===== Exercise materials
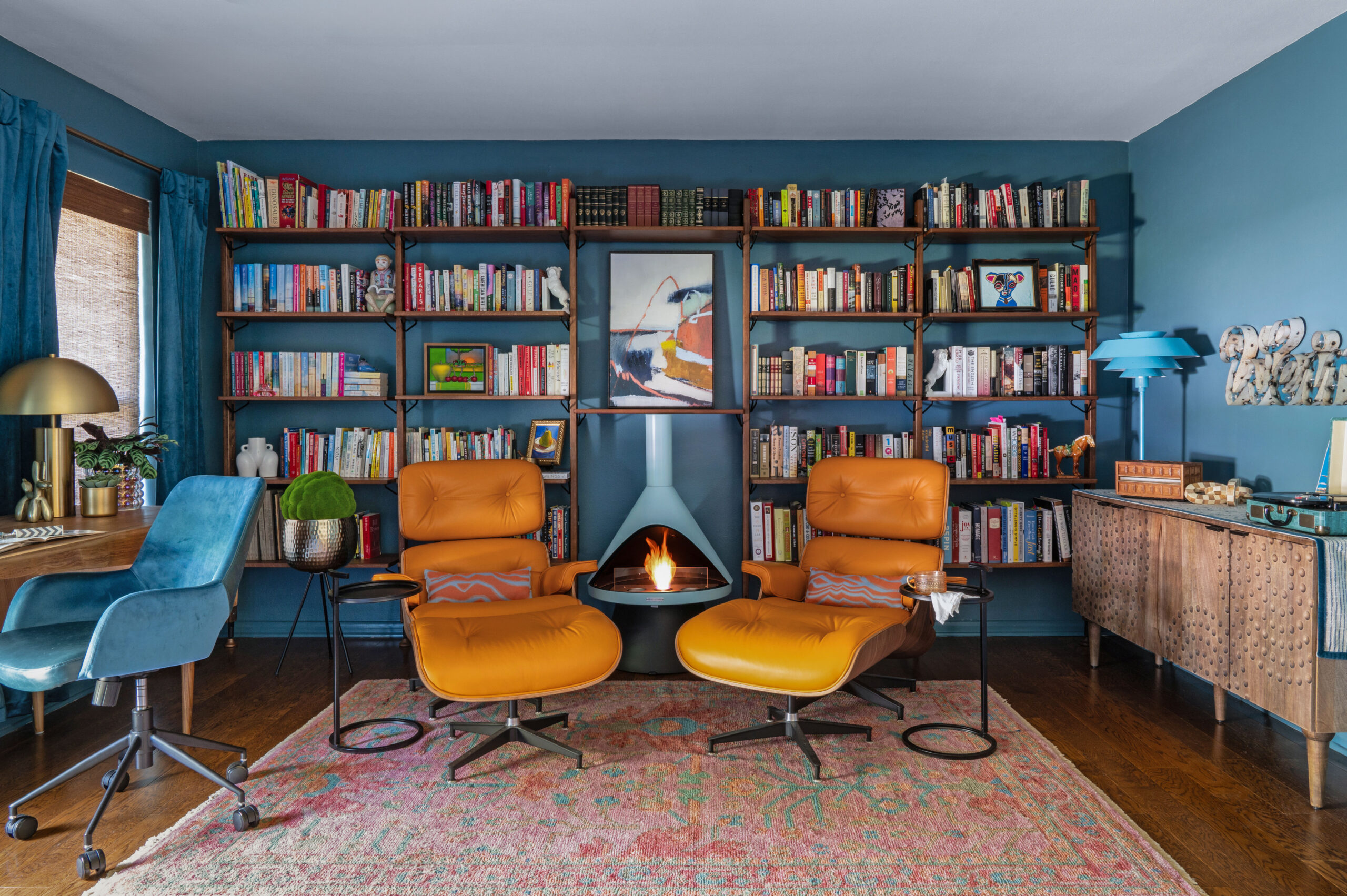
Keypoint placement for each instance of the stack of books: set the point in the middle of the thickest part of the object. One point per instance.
(962, 205)
(647, 205)
(790, 452)
(797, 208)
(487, 204)
(798, 371)
(354, 453)
(1008, 531)
(530, 369)
(556, 532)
(1000, 450)
(304, 375)
(1012, 369)
(779, 534)
(299, 287)
(430, 444)
(785, 289)
(487, 287)
(294, 201)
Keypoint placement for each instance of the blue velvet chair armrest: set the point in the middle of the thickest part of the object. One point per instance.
(68, 597)
(155, 630)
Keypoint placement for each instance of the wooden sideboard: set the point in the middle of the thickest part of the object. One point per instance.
(1233, 603)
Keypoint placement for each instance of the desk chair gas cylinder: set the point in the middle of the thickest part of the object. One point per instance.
(779, 645)
(166, 611)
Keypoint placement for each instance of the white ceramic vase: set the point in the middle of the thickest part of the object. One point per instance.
(249, 457)
(268, 465)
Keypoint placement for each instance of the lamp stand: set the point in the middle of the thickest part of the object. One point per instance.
(54, 448)
(1141, 419)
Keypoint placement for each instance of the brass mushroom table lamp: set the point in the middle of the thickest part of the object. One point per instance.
(54, 386)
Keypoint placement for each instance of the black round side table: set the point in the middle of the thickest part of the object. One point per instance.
(364, 593)
(980, 596)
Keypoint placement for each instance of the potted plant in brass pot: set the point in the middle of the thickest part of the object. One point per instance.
(99, 494)
(318, 523)
(133, 457)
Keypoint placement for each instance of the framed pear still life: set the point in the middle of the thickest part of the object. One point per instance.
(545, 442)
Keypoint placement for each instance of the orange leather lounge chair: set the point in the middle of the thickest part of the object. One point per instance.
(780, 645)
(468, 514)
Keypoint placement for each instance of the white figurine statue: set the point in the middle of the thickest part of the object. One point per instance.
(938, 367)
(554, 286)
(380, 297)
(1326, 344)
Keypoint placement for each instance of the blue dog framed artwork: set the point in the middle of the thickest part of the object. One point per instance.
(1008, 285)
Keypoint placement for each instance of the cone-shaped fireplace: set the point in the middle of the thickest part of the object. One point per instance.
(659, 569)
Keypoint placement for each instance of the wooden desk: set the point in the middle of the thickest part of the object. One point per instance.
(115, 549)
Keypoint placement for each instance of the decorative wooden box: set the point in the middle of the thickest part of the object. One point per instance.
(1156, 479)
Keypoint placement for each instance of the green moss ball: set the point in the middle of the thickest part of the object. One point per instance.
(318, 496)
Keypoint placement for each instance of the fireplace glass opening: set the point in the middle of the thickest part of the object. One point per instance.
(658, 560)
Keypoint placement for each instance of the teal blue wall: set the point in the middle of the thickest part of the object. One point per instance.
(610, 449)
(1240, 220)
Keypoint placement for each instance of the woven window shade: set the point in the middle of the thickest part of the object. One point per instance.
(99, 311)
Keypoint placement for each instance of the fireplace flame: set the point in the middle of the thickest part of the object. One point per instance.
(660, 565)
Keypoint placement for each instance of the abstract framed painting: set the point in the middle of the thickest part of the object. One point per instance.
(660, 327)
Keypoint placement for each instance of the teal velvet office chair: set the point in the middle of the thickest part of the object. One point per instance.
(165, 611)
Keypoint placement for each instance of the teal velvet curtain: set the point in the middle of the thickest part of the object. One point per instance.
(33, 179)
(184, 205)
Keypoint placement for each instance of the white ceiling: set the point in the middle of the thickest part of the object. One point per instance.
(631, 69)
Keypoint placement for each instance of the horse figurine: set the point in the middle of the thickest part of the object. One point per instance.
(1074, 452)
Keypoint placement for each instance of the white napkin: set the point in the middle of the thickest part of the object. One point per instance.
(944, 604)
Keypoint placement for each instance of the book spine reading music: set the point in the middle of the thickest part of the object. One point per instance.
(487, 204)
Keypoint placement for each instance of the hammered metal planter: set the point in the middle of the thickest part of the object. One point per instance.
(317, 546)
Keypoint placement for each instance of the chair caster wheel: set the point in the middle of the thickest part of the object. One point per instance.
(91, 864)
(122, 784)
(246, 817)
(21, 827)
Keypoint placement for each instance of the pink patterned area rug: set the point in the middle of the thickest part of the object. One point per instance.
(652, 814)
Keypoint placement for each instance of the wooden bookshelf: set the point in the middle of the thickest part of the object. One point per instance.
(400, 323)
(917, 323)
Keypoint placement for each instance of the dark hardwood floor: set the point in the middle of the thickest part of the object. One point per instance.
(1226, 801)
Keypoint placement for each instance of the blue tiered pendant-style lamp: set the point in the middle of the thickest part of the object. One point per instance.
(1141, 356)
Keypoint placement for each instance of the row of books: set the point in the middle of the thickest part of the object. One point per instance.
(782, 287)
(1000, 450)
(963, 205)
(797, 208)
(488, 287)
(441, 444)
(299, 287)
(530, 369)
(1008, 531)
(779, 534)
(1061, 287)
(798, 371)
(1012, 369)
(248, 200)
(487, 204)
(647, 205)
(790, 452)
(354, 453)
(556, 532)
(305, 375)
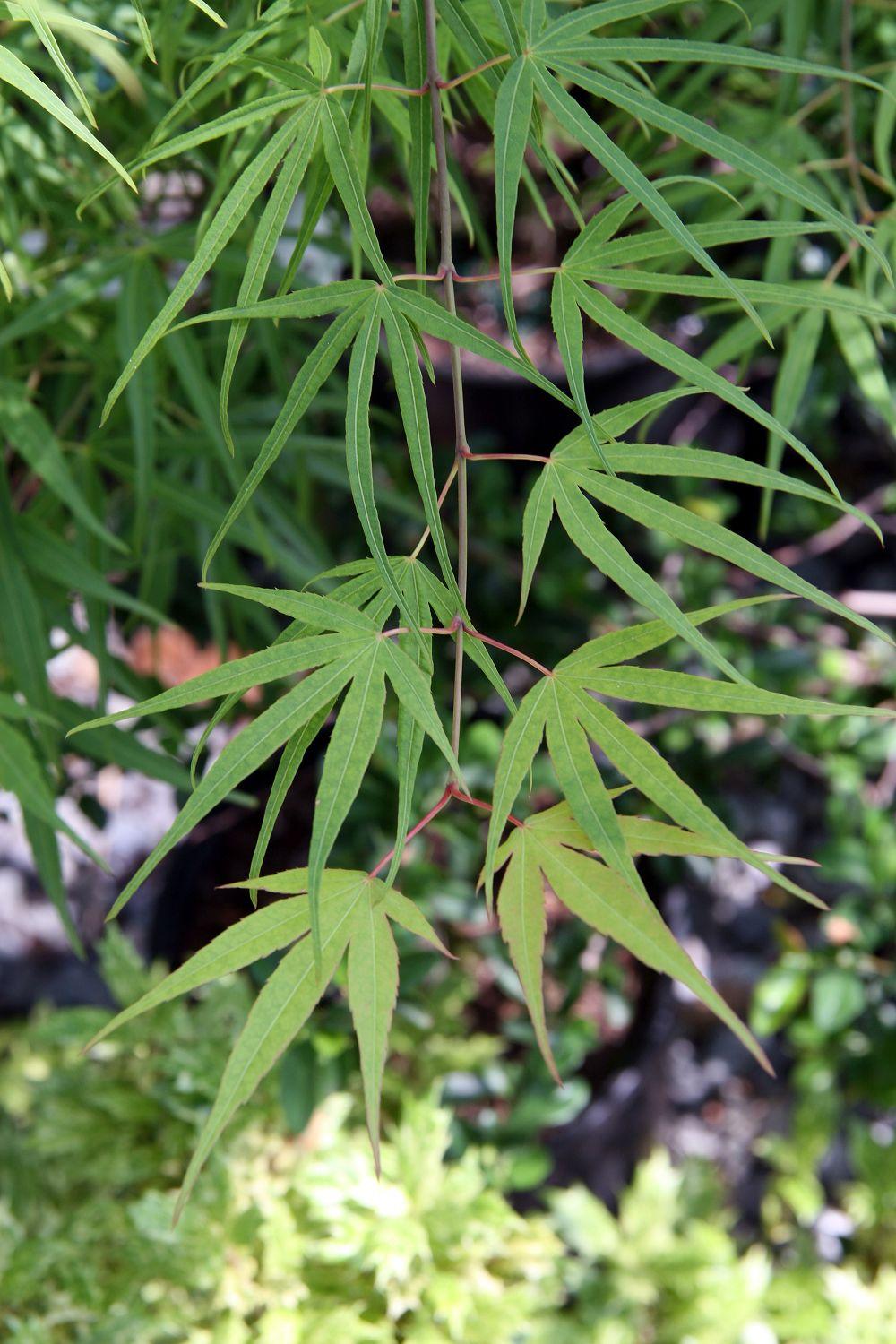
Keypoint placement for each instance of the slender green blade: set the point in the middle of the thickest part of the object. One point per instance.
(280, 1012)
(373, 991)
(512, 117)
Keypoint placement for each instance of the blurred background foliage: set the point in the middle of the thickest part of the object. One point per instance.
(101, 545)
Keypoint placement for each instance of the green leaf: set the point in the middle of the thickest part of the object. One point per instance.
(598, 545)
(662, 352)
(411, 398)
(373, 989)
(358, 452)
(567, 328)
(521, 741)
(737, 155)
(791, 381)
(349, 754)
(683, 691)
(616, 910)
(582, 785)
(246, 753)
(705, 535)
(409, 916)
(512, 116)
(338, 145)
(654, 777)
(288, 766)
(16, 74)
(522, 927)
(308, 382)
(627, 174)
(35, 441)
(536, 521)
(249, 940)
(634, 640)
(228, 220)
(284, 1005)
(322, 613)
(435, 320)
(263, 245)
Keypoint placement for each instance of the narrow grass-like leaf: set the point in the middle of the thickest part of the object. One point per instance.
(338, 144)
(512, 117)
(521, 741)
(284, 1005)
(373, 989)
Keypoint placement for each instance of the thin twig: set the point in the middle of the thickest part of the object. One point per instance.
(446, 266)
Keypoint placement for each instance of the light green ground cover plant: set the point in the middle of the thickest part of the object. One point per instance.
(298, 1238)
(298, 102)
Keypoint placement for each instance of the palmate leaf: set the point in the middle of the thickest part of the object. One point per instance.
(616, 163)
(233, 210)
(512, 117)
(18, 75)
(538, 851)
(355, 913)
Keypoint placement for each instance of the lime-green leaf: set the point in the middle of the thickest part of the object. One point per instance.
(656, 779)
(409, 916)
(608, 905)
(512, 116)
(349, 754)
(654, 513)
(249, 940)
(16, 74)
(634, 640)
(373, 989)
(584, 790)
(246, 753)
(718, 145)
(261, 252)
(280, 1012)
(683, 691)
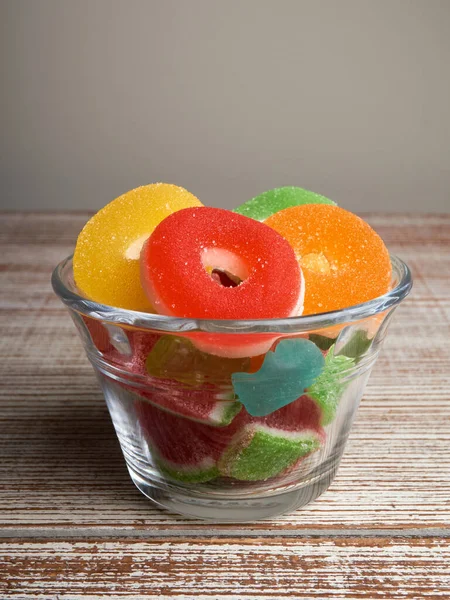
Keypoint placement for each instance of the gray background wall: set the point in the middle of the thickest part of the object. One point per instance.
(350, 98)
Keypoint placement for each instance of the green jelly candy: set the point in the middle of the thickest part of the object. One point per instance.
(321, 341)
(282, 378)
(328, 387)
(266, 453)
(176, 358)
(272, 201)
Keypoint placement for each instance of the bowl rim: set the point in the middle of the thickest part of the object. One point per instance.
(67, 292)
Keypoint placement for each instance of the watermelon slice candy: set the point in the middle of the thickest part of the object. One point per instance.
(249, 449)
(182, 449)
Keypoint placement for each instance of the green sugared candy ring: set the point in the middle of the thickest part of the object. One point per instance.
(272, 201)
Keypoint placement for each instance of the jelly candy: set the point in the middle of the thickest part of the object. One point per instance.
(328, 387)
(344, 261)
(282, 378)
(184, 450)
(272, 201)
(106, 259)
(177, 256)
(177, 359)
(183, 251)
(265, 448)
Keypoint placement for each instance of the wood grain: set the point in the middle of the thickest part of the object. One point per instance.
(381, 531)
(209, 569)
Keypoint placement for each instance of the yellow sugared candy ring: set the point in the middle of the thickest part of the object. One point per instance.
(106, 259)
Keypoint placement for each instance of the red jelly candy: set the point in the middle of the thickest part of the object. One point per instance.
(184, 249)
(183, 265)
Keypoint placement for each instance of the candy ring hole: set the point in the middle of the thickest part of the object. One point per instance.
(224, 267)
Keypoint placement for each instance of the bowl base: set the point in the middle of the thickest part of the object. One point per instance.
(222, 509)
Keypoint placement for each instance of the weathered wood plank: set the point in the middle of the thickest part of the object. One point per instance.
(206, 569)
(60, 463)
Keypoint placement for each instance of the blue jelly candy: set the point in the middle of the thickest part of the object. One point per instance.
(328, 388)
(284, 375)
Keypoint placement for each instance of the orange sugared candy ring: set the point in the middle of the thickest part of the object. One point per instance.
(344, 261)
(106, 260)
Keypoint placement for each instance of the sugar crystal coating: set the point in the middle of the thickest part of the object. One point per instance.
(106, 259)
(178, 257)
(344, 261)
(272, 201)
(266, 447)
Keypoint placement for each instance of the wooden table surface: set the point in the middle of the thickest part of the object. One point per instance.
(72, 525)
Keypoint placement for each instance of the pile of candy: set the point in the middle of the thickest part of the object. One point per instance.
(249, 406)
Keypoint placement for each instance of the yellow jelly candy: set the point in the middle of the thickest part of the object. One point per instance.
(106, 259)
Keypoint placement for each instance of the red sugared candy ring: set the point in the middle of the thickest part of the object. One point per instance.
(186, 250)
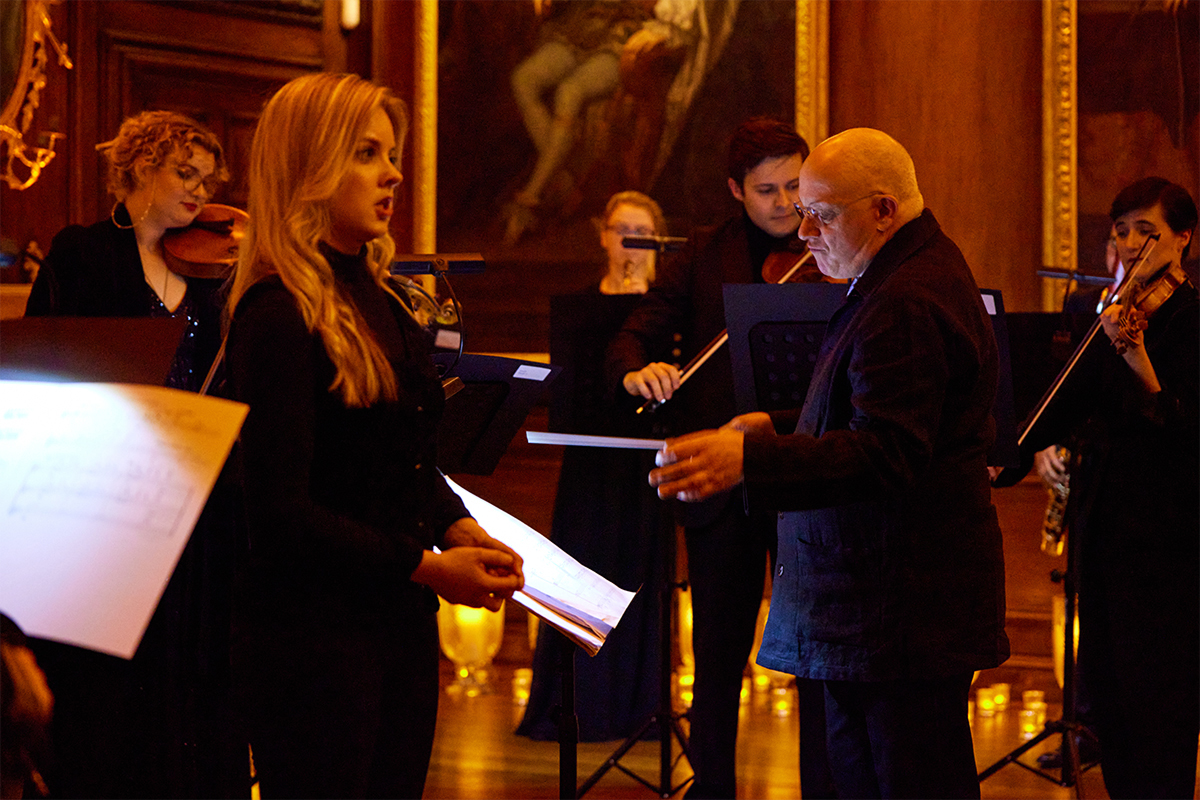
==========
| Directions for this task |
Everything from the line with "Keypoint placement for each instance of the candy" through the last line above must be repeated exactly, except the pictures.

| Written solution |
Keypoint placement for each instance of the candy ring hole: set the point in the middle of the thickest part of the object. One point per instance.
(224, 267)
Keypoint placement for each instance of the bowl base: set the point in the middle of the thickest part of the object. One point per instance.
(222, 509)
Keypoint placement for each instance of the weathered wood plank: set the point in the middle of the thickest part of the object. One point per instance.
(206, 569)
(60, 463)
Keypoint placement for each instance of the blue jelly candy: set the point in the middle of the thickest part of the object. One point per instance.
(328, 388)
(284, 375)
Keypoint placement for each instance of the orange sugared candy ring: set the point in the middle of the thickest part of the object. One point per instance.
(344, 261)
(106, 260)
Keypoint placement for each instance of the sugar crystal coating: set the point in the middle of the thickest part of the object. One point per instance.
(106, 259)
(178, 257)
(344, 261)
(272, 201)
(266, 447)
Keypoint placement for each instance of the wooden table surface: set the point in the middle of the thickest part of the object. One point per instance.
(72, 525)
Keypoint placement for each instance of the pile of candy: set the point in the middle of the thickest part of the object. One point per instance.
(249, 406)
Keypoint placement for each instance of the yellow jelly candy: set the point in the middle of the thickest part of the object. One point per instance.
(106, 259)
Keypoint placement for each instance of the red sugared candy ring: set the point in the middle of the thickest part of the object. One point per instance.
(186, 250)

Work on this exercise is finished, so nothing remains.